* _GIVEN REQUEST_
Extract every line of the items that contains the word "black".

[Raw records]
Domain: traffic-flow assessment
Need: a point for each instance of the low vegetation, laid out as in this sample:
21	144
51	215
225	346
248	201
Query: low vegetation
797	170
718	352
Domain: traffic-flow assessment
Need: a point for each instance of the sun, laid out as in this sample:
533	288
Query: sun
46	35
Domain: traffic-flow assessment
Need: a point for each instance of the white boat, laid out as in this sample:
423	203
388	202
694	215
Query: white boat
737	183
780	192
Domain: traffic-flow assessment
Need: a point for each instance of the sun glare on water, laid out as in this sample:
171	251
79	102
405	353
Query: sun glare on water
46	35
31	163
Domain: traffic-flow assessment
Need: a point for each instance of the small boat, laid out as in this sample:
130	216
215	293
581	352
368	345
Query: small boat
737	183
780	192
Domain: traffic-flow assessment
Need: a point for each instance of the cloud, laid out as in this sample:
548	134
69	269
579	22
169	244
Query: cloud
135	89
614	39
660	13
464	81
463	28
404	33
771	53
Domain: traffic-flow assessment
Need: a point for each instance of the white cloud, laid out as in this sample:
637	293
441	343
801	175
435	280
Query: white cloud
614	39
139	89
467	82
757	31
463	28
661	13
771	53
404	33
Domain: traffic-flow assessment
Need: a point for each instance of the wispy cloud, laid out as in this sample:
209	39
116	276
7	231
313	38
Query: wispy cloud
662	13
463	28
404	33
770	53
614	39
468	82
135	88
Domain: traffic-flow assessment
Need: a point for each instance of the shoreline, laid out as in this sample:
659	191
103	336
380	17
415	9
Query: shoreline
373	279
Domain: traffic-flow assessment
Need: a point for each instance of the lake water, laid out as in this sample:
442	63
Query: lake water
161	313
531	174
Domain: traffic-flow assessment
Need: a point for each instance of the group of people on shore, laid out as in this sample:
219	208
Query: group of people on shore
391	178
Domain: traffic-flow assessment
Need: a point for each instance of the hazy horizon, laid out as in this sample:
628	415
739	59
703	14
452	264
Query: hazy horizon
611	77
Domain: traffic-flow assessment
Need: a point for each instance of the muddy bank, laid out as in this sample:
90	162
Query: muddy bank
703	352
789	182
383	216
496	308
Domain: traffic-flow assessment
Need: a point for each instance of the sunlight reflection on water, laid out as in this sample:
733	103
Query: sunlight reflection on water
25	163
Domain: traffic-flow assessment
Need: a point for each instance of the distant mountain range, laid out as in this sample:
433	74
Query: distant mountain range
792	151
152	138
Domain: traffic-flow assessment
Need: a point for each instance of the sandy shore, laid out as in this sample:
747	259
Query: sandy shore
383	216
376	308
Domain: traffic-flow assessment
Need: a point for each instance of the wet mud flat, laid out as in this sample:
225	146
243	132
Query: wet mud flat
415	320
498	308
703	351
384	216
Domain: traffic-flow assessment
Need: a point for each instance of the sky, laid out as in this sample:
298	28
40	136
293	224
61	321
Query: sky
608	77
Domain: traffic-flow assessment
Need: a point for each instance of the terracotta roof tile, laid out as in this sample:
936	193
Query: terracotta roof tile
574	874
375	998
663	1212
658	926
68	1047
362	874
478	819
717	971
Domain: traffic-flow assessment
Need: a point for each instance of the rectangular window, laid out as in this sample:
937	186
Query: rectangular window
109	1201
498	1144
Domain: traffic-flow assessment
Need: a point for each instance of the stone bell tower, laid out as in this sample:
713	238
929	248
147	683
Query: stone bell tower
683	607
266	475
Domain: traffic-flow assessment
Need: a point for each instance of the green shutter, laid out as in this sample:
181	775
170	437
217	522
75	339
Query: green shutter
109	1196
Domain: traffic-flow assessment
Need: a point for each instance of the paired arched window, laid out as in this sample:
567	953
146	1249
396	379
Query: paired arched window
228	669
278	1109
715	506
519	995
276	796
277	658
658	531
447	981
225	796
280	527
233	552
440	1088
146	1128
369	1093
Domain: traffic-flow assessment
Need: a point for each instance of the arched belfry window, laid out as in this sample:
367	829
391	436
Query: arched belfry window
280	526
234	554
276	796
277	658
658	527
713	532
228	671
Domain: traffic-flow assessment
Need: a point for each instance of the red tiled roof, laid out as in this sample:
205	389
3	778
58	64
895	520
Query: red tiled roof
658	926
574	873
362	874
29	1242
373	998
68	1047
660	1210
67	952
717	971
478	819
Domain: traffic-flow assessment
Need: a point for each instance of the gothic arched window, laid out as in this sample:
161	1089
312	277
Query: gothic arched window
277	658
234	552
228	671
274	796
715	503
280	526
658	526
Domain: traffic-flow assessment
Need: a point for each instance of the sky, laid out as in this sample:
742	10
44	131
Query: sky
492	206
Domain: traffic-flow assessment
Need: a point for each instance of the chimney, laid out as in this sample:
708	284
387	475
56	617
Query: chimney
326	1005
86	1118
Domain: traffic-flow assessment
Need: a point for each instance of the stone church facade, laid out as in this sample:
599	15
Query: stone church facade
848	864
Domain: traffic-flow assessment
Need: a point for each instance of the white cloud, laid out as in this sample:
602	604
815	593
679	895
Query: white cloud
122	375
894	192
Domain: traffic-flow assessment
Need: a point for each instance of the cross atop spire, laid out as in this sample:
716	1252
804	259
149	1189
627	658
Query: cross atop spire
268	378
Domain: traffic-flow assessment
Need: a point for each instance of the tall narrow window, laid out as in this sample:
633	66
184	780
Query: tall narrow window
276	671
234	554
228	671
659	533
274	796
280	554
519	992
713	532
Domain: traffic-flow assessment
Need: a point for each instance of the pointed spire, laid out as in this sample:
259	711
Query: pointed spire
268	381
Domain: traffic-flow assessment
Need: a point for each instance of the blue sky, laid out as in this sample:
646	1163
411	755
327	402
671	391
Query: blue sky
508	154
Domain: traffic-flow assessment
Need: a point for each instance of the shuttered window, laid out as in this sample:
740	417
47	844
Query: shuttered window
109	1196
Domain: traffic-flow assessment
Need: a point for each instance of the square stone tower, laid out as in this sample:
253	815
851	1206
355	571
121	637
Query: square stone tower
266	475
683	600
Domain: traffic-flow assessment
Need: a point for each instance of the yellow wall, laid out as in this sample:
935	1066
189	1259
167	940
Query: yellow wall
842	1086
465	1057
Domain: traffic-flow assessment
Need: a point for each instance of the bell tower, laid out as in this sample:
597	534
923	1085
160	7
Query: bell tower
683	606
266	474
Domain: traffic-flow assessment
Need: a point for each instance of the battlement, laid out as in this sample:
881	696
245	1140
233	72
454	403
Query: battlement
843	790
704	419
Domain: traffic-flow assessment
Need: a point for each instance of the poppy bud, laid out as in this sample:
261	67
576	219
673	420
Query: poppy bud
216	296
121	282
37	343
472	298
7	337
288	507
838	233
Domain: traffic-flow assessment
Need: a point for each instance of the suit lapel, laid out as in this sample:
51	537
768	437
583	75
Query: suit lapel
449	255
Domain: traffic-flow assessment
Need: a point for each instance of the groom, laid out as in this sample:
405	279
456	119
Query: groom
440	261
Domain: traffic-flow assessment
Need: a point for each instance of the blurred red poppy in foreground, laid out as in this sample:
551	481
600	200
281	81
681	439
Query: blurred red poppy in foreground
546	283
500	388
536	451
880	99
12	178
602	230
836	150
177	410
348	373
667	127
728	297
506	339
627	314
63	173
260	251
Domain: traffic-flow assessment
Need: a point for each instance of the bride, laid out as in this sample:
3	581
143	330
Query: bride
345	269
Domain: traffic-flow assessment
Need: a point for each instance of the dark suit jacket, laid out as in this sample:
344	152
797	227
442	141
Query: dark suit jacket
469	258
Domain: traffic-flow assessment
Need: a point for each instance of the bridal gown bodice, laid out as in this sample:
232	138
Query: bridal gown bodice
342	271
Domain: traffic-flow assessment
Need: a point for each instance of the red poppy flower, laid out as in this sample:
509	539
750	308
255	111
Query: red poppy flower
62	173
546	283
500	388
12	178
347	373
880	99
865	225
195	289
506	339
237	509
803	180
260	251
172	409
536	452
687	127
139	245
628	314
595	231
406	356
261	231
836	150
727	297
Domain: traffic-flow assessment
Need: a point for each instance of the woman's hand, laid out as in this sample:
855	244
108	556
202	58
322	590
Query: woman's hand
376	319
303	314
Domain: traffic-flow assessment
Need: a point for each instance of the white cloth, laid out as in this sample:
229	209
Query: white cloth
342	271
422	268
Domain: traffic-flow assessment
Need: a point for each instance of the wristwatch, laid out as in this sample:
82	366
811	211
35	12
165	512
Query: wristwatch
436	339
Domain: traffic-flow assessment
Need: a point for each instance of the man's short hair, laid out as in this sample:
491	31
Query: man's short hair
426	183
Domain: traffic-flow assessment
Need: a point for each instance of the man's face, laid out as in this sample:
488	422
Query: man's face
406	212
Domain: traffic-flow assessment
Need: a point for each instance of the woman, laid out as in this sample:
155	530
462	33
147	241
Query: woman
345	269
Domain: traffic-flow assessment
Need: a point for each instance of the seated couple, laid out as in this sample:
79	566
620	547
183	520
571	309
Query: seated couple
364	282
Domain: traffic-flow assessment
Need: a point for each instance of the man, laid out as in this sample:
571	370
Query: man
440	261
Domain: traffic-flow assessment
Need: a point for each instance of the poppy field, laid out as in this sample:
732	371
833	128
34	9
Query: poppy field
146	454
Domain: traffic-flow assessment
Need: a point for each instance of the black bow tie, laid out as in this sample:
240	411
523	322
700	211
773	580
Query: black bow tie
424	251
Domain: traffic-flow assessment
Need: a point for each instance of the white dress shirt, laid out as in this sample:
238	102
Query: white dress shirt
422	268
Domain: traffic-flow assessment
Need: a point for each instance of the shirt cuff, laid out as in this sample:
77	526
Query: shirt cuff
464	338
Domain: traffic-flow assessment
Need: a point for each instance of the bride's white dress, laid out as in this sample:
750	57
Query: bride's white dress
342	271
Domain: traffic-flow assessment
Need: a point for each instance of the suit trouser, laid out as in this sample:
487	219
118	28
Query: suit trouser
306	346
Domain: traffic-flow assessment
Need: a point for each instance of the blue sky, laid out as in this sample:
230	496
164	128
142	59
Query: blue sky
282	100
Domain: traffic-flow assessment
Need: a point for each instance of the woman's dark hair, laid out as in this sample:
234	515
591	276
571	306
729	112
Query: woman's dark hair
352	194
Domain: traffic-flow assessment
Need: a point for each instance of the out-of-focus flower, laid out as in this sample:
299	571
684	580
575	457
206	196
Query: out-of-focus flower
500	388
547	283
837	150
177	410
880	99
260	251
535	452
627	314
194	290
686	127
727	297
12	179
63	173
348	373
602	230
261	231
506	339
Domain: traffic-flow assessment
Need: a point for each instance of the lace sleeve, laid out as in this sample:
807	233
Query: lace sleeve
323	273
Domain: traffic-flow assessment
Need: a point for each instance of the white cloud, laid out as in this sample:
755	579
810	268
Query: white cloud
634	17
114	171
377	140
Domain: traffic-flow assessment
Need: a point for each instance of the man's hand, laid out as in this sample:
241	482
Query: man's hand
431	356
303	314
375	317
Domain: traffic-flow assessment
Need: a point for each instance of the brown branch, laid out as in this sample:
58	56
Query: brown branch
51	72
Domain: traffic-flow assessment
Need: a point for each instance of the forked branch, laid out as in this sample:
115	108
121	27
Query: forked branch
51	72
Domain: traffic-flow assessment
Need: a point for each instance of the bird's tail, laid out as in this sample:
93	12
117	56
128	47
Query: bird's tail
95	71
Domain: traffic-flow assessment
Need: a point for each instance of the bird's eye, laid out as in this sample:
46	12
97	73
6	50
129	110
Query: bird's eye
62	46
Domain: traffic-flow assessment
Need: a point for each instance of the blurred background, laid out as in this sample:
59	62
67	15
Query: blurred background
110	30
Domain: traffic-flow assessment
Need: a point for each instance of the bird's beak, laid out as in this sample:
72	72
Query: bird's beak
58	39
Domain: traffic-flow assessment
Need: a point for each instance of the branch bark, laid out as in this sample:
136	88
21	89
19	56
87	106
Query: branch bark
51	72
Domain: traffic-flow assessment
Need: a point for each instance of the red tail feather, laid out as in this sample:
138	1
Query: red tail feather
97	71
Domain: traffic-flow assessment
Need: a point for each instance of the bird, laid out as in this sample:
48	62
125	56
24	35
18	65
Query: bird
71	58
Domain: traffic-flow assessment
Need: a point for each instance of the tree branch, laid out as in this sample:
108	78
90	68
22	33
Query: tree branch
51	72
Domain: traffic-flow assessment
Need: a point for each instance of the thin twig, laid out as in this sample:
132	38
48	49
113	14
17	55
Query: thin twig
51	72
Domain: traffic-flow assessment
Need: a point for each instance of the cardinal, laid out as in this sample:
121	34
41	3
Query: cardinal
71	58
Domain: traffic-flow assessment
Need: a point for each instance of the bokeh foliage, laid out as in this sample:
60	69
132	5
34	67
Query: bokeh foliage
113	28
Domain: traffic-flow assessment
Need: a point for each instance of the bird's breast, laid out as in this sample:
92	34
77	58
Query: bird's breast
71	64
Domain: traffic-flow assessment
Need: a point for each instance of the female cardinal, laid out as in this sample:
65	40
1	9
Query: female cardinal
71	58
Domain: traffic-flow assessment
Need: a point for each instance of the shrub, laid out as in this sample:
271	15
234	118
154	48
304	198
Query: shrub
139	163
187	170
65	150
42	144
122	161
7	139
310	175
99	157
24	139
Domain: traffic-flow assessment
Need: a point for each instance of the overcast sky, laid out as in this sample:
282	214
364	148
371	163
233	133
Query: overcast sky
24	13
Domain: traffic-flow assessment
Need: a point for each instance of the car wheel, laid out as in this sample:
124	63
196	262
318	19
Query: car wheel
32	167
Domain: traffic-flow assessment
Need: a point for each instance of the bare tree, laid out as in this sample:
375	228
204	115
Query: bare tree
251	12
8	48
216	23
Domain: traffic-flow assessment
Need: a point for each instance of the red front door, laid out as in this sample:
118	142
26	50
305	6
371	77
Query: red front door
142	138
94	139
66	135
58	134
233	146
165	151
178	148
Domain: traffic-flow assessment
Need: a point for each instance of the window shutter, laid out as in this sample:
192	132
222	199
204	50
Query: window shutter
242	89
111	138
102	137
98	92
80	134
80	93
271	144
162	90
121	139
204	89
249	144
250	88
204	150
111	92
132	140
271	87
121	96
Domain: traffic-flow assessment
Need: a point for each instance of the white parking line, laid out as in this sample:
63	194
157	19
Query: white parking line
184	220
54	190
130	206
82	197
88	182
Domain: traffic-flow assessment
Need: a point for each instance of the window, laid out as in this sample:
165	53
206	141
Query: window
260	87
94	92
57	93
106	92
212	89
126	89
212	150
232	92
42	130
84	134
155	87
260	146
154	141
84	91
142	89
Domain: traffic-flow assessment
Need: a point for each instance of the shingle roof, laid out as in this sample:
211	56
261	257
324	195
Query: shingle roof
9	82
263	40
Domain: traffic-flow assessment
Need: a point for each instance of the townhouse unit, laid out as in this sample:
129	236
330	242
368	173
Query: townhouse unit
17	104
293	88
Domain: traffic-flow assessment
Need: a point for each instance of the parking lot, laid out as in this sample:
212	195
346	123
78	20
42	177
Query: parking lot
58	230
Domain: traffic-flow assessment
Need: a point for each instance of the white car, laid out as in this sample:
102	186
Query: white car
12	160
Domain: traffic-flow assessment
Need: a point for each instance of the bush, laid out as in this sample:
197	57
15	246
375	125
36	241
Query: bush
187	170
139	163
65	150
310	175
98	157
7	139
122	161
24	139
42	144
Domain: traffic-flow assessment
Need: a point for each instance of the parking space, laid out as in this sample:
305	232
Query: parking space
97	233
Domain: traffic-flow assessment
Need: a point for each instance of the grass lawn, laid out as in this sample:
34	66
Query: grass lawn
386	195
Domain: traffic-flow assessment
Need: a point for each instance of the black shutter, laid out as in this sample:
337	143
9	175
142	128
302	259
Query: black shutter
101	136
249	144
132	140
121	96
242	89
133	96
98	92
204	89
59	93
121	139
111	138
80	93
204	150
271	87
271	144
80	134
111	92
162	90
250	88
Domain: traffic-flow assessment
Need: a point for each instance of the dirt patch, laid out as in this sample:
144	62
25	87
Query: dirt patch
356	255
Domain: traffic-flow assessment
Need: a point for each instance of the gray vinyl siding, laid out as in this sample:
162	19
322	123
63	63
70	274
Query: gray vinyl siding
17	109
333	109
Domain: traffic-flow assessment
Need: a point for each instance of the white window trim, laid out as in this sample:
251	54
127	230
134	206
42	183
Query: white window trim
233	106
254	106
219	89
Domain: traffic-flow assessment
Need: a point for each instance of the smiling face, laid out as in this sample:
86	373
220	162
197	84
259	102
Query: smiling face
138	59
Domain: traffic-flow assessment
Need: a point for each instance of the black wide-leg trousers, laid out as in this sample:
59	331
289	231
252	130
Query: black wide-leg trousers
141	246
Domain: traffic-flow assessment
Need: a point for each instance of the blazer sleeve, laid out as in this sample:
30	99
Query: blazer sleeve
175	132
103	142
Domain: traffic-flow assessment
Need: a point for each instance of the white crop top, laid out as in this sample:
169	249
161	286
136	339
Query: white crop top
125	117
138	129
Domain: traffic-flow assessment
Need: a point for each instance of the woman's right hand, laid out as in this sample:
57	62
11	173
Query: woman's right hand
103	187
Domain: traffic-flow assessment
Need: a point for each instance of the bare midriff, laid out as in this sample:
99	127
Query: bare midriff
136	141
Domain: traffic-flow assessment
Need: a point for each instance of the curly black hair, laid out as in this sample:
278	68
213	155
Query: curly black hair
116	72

* _SOLUTION FOR THIS EXERCISE_
Need: a point for each instance of the black bow tie, laid out as in this sample:
Query: black bow tie
Need: a point for each instance of the black shutter, laid out as in this sample:
Query: black shutter
Need: a point for each instance of the black wide-leg trousers, laid out as in this sample:
Query: black wide-leg trousers
Need: a point for each instance of the curly black hair, laid out as in this sample:
Query: curly black hair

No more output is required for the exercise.